─── Excerpt ───

Another day, another report of 20/20 gains.

Or make that a couple of reports, actually.  For the sake of keeping it interesting we’ll do one that’s showing how the mainstream has to acknowledge that bearded wisdoms are the real thing – and another that’s more about a bit more subjective (but arguably more important) experience of improving eyesight.

Let’s start with ze numbers, yaaa:

Screenshot and all.

Nice right?

Coincidentally most of the detractors and nay-sayers have retreated back to their mom’s basements and behind the cash registers of their retail optic shops.  

The endmyopia voice has been growing into the thousands of reports like Dina’s.  We’re discussing a lot of vision science and clinical studies.  Momentum continues building and it’s becoming more obvious that despite all the guru jokes we are the actual read deal.

Here’s another real deal:

Things that matter.

At least as important as the numbers, is your experience with better eyesight.

I care more about being able to see the sign across the street clearly, than having some goon with a trying-hard-to-convince-me-its-important title (and the motive to sell me more glasses) tell me diopter numbers via his rigged “eye exam”.  Removing your trust in yourself is the optometrist’s first step in making you a forever “patient” of his.  You don’t know what you can see and what you can’t see, till they tell you.   That’s what they’d like you to believe anyway.

Or that you’re genetically broken.  But let’s not get into rant territory, here.

─── Input data ───

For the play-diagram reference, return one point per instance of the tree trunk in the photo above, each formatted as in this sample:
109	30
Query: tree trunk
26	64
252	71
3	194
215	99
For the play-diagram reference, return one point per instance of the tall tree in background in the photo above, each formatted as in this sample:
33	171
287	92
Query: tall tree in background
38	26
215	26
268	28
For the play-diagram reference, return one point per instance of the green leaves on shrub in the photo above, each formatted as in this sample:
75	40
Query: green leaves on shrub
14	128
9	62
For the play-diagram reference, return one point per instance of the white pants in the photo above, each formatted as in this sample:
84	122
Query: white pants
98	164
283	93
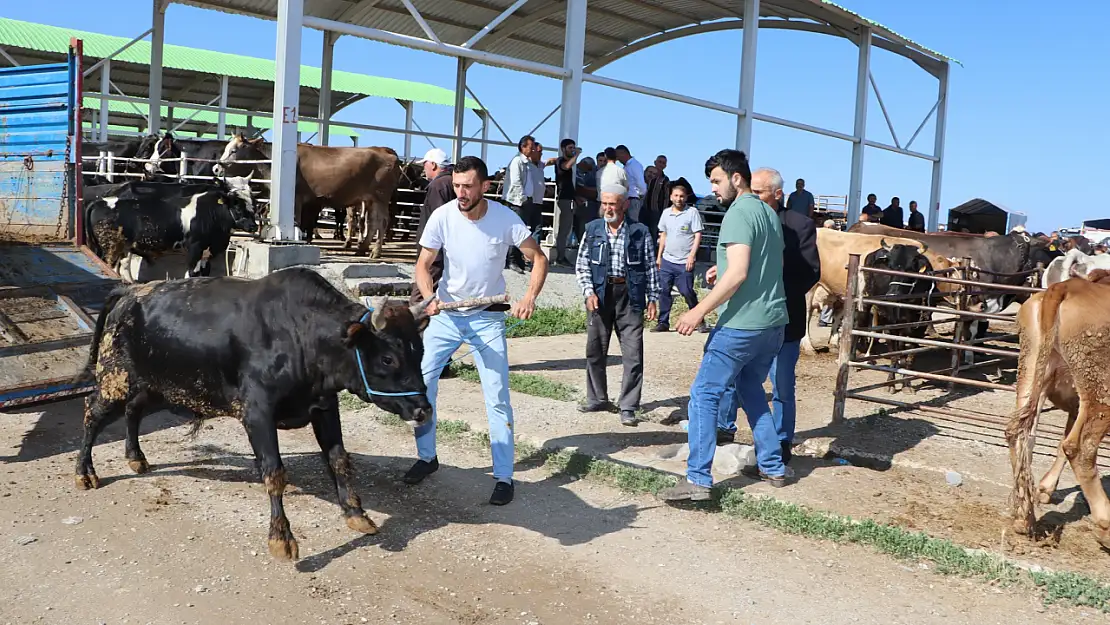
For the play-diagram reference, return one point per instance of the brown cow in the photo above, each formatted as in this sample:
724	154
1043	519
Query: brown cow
1062	331
834	249
356	178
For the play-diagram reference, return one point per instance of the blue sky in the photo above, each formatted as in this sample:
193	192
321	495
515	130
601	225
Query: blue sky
1021	113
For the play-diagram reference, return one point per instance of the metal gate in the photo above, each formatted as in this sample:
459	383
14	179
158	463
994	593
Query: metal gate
50	288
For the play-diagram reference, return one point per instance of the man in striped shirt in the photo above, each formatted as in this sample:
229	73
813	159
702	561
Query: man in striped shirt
618	278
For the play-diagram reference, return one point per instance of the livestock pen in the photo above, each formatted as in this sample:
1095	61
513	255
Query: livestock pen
952	379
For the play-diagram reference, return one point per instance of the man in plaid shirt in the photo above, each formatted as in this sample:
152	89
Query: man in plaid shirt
616	271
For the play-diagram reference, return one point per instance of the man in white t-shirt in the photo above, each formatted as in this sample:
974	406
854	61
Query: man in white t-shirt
475	234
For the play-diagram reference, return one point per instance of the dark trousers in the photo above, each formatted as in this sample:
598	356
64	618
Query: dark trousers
615	313
675	274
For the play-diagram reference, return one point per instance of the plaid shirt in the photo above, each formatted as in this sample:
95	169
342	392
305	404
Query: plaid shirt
617	263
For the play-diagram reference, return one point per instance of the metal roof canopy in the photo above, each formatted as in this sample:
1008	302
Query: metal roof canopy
565	40
192	76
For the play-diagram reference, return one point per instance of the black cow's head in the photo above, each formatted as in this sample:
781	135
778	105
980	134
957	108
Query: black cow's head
899	256
162	154
236	193
389	350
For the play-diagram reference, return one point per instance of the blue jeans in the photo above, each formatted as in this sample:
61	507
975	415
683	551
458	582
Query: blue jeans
444	334
674	274
734	368
783	404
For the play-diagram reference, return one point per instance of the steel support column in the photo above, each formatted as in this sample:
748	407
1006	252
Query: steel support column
456	144
938	149
485	134
863	78
574	47
221	127
409	128
325	88
286	100
106	89
157	38
747	76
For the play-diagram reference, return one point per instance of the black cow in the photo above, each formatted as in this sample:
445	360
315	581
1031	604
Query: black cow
907	259
272	352
151	219
121	148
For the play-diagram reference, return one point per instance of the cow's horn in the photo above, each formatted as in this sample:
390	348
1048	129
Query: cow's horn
377	320
420	308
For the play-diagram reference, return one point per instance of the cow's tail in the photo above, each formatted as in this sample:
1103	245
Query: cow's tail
88	372
1038	331
90	238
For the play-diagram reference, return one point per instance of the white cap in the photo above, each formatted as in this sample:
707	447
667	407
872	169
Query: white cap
436	155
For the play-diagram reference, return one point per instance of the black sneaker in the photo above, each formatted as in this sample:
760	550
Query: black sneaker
725	436
596	406
628	417
502	493
421	470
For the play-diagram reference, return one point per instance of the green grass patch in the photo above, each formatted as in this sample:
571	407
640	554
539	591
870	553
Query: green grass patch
527	383
945	556
550	322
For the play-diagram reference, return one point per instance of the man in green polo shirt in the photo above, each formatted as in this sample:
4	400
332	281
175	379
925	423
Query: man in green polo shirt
750	303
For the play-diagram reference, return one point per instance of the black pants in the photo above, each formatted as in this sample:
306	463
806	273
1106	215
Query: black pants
615	312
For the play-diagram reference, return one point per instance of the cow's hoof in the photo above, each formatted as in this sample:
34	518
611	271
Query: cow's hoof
87	482
284	548
1102	535
1022	526
362	524
139	465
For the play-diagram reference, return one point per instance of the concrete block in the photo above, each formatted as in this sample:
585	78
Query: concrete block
732	457
255	259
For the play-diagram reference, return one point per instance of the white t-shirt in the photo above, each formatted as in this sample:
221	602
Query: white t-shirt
474	250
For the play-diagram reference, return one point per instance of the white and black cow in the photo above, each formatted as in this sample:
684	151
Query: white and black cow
151	219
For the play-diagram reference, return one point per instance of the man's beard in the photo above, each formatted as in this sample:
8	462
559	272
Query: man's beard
727	194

───

Tasks to perform:
[1] Can you sum up the eyesight post in two sentences?
[2] Would you write out everything in the eyesight post from "Nice right?" down to "actual read deal."?
Rely on the eyesight post alone, not on the records.

Answers to each task:
[1] The post shares reports of people reaching 20/20 vision, claiming that detractors have retreated and that the endmyopia community has grown to thousands of such reports. It argues that the experience of seeing better matters at least as much as the numbers, and it accuses optometrists of removing people's trust in their own eyesight.

[2]
Nice right?

Coincidentally most of the detractors and nay-sayers have retreated back to their mom’s basements and behind the cash registers of their retail optic shops.  

The endmyopia voice has been growing into the thousands of reports like Dina’s.  We’re discussing a lot of vision science and clinical studies.  Momentum continues building and it’s becoming more obvious that despite all the guru jokes we are the actual read deal.